GOAL
Rewrite the lines from the start of the ones below through the line containing "[[132,78],[128,77],[116,77],[117,81],[132,81]]" as a JSON list of strings, one string per line, omitting blank lines and including both ends.

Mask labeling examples

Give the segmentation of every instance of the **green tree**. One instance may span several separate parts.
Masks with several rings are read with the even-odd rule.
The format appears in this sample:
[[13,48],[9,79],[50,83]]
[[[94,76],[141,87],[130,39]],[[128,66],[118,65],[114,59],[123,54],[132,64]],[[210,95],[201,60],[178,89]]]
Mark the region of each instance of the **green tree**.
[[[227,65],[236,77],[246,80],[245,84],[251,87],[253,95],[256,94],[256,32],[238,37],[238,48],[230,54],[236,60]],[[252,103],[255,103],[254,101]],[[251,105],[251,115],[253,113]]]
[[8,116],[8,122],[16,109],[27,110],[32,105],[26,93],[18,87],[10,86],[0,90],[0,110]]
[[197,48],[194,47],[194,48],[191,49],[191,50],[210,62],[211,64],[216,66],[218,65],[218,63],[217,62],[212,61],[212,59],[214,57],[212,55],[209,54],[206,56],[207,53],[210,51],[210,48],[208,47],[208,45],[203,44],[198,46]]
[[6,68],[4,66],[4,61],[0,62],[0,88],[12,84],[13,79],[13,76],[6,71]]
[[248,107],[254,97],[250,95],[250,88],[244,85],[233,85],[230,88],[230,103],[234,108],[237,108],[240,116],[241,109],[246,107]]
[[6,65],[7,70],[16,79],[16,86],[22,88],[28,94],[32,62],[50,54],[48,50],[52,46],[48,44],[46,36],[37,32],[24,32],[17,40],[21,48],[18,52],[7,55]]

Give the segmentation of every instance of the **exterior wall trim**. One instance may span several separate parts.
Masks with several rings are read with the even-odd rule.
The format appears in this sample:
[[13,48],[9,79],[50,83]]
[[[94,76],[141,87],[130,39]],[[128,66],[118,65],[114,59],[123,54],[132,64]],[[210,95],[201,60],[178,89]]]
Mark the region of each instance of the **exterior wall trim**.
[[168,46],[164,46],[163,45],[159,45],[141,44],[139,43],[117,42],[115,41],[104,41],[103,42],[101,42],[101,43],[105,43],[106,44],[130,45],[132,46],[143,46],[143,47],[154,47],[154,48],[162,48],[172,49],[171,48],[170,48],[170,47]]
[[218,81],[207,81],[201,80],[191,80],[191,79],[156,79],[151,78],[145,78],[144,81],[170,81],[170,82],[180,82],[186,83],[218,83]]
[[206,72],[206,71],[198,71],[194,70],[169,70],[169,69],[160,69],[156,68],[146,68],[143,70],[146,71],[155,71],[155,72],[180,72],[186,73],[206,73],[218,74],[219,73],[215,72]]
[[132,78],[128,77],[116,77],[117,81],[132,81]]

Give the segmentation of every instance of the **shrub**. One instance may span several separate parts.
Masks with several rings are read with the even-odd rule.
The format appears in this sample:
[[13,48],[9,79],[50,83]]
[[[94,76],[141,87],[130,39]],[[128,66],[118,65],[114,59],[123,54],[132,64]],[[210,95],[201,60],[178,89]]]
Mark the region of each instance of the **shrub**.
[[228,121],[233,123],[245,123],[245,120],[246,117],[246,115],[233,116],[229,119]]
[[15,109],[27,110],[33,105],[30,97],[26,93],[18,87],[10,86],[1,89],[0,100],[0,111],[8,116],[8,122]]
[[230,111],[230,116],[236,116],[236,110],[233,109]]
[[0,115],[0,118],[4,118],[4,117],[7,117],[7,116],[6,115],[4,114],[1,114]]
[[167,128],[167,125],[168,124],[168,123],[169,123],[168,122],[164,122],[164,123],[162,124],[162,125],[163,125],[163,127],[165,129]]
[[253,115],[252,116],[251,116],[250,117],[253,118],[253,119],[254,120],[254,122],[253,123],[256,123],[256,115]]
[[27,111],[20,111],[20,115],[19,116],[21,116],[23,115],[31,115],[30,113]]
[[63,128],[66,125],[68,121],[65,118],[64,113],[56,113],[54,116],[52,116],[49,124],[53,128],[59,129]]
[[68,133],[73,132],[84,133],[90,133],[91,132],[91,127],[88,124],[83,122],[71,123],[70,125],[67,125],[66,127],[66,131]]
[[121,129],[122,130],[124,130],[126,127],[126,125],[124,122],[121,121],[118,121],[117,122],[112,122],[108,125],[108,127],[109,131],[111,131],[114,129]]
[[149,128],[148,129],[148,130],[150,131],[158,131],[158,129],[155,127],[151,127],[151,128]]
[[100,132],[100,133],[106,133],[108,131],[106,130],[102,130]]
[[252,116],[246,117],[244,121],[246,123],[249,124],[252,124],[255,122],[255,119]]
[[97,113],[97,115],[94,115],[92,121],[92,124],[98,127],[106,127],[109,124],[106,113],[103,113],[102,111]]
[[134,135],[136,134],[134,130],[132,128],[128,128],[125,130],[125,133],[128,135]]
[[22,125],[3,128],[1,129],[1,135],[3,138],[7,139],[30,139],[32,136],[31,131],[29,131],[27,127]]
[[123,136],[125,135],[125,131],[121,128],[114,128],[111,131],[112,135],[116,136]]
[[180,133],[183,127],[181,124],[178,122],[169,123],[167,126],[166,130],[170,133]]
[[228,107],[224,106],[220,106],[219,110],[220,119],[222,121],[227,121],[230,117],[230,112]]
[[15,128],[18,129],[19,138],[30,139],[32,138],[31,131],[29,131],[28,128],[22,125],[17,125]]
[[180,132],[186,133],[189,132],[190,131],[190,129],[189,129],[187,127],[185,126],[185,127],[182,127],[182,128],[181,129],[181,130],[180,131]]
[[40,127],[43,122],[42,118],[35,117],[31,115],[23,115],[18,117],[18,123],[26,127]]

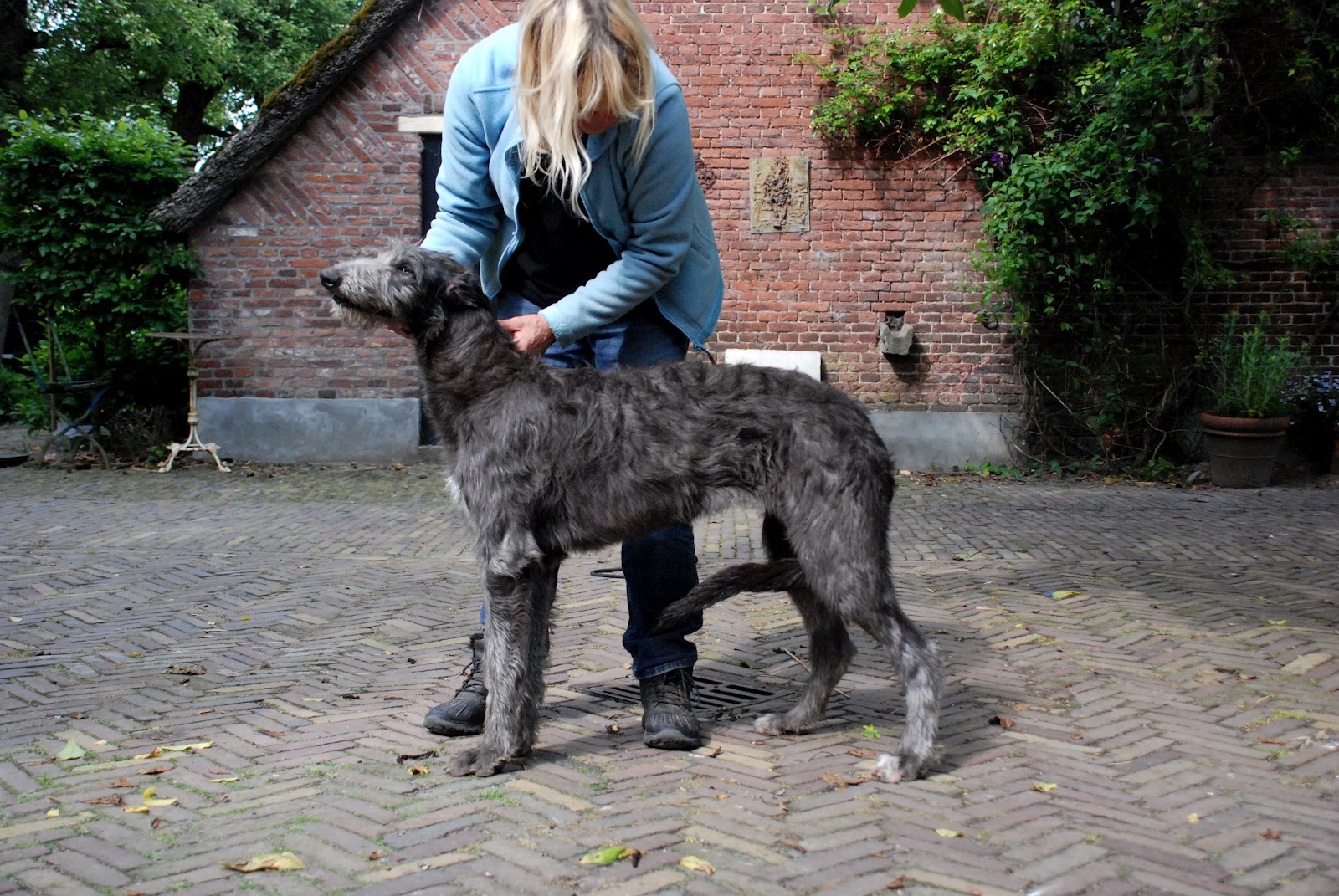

RESULT
[
  "Give the segmentation of every instance of the **green tree**. One instance may span several separate parts.",
  "Masks with several rings are read with the even-odd rule.",
  "The format appears in this sample:",
  "[[13,48],[9,79],[50,83]]",
  "[[[94,76],[141,87],[130,39]],[[128,66],[118,65],[114,59],[123,54],[132,64]],[[210,95],[201,60],[178,89]]]",
  "Mark the region of each instance of the **green tree**.",
  "[[[227,65],[236,77],[246,80],[245,84],[251,87],[253,95],[256,94],[256,32],[238,37],[238,48],[230,54],[236,60]],[[252,103],[255,103],[254,101]],[[251,105],[251,115],[253,113]]]",
  "[[8,116],[8,122],[16,109],[27,110],[32,105],[26,93],[18,87],[10,86],[0,90],[0,110]]",
  "[[197,48],[194,47],[194,48],[191,49],[191,50],[210,62],[211,64],[216,66],[218,65],[218,63],[217,62],[212,61],[212,59],[214,57],[212,55],[209,54],[206,56],[207,53],[210,51],[210,48],[208,47],[208,45],[203,44],[198,46]]",
  "[[6,68],[4,66],[4,61],[0,62],[0,88],[12,84],[13,79],[13,76],[6,71]]",
  "[[248,107],[254,97],[250,95],[250,88],[244,85],[233,85],[230,88],[230,103],[234,108],[237,108],[240,116],[241,109],[246,107]]",
  "[[6,65],[7,70],[16,79],[16,86],[22,88],[28,94],[32,62],[50,54],[48,50],[52,46],[48,44],[46,36],[37,32],[24,32],[17,40],[21,48],[18,52],[7,55]]",
  "Give the segmentation of every instance of the **exterior wall trim**. One instance may span several separate parts.",
  "Masks with several rings are read with the even-odd rule.",
  "The format appears in this sample:",
  "[[13,48],[9,79],[50,83]]",
  "[[[94,76],[141,87],[130,39]],[[128,66],[118,65],[114,59],[123,54],[132,64]],[[210,95],[201,60],[178,89]]]",
  "Mark the region of each instance of the **exterior wall trim**.",
  "[[168,46],[164,46],[163,45],[159,45],[141,44],[139,43],[117,42],[115,41],[104,41],[103,42],[101,42],[101,43],[105,43],[106,44],[130,45],[132,46],[143,46],[143,47],[154,47],[154,48],[162,48],[172,49],[171,48],[170,48],[170,47]]",
  "[[218,81],[207,81],[201,80],[191,80],[191,79],[156,79],[151,78],[145,78],[144,81],[170,81],[170,82],[180,82],[186,83],[218,83]]",
  "[[206,72],[206,71],[198,71],[194,70],[169,70],[169,69],[160,69],[156,68],[146,68],[143,70],[146,71],[155,71],[155,72],[180,72],[186,73],[206,73],[218,74],[219,73],[215,72]]",
  "[[132,78],[128,77],[116,77],[117,81],[132,81]]"
]